Verilen bilgiler:
+++
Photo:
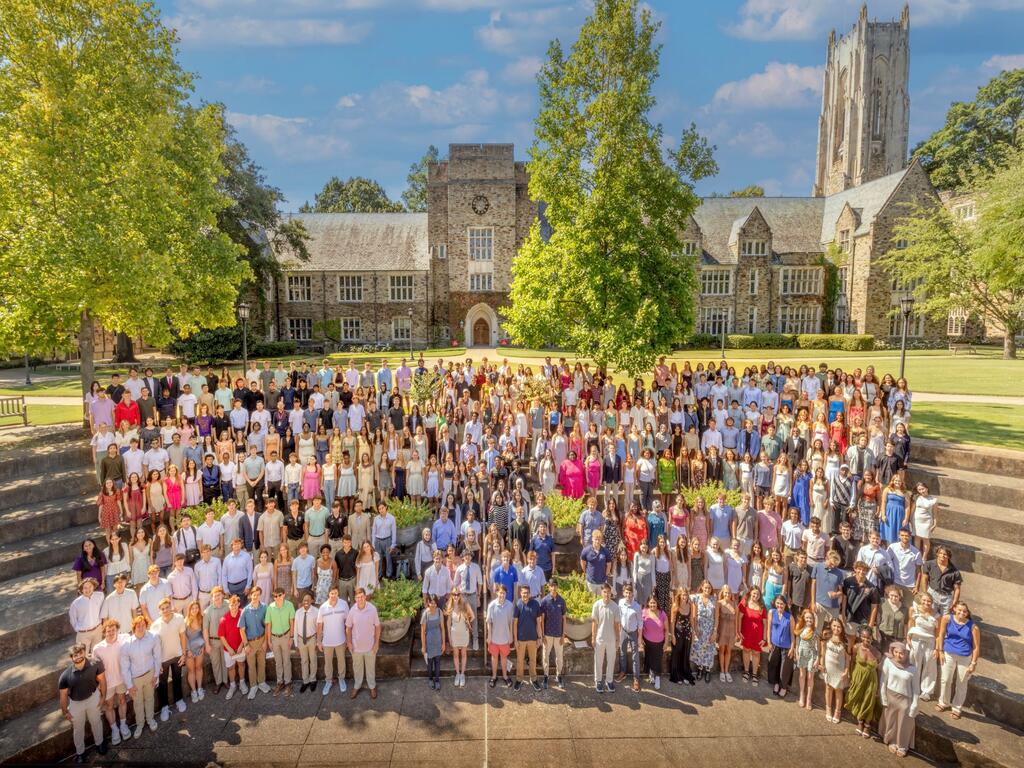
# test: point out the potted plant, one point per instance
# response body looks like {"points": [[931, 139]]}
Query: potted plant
+++
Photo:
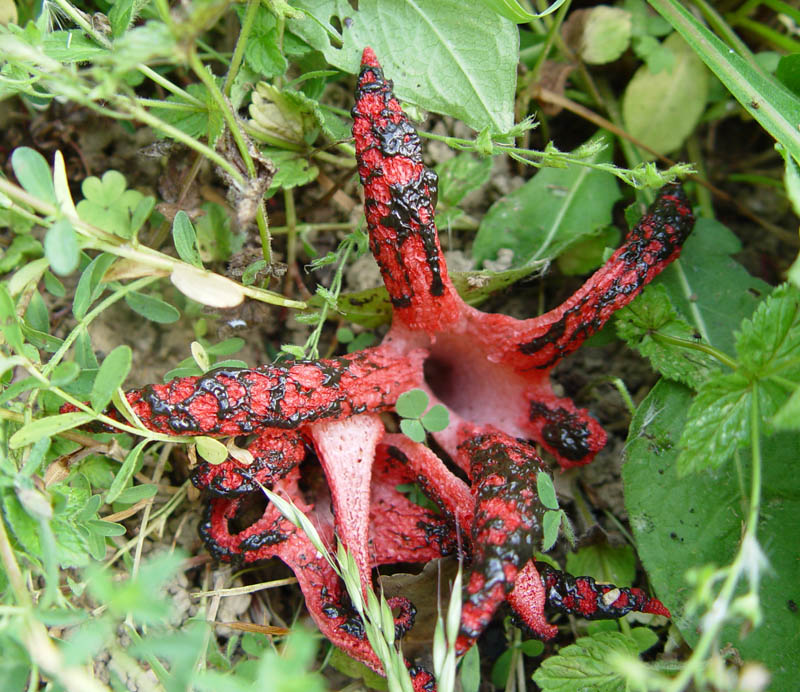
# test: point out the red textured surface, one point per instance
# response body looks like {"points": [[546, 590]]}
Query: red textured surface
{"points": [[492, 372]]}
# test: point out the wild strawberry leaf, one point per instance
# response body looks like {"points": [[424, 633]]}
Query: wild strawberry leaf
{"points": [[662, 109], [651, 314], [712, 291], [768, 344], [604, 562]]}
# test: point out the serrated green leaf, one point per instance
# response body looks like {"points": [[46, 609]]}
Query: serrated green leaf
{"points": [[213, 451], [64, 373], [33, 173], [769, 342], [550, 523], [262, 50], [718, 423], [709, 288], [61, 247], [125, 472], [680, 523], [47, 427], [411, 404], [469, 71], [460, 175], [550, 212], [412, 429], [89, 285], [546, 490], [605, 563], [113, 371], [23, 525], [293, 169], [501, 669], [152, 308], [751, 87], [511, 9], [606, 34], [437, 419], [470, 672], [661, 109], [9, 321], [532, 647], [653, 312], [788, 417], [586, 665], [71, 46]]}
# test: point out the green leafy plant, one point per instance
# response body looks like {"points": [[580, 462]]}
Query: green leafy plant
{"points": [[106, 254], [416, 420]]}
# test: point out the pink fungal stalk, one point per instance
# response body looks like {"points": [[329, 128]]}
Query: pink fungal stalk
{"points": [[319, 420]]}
+++
İstenen:
Yukarıdaki malzemede "Query" dizesini içeren kaç satır olduğunu lütfen yalnızca sayıyla belirtin.

Yazılı cevap:
6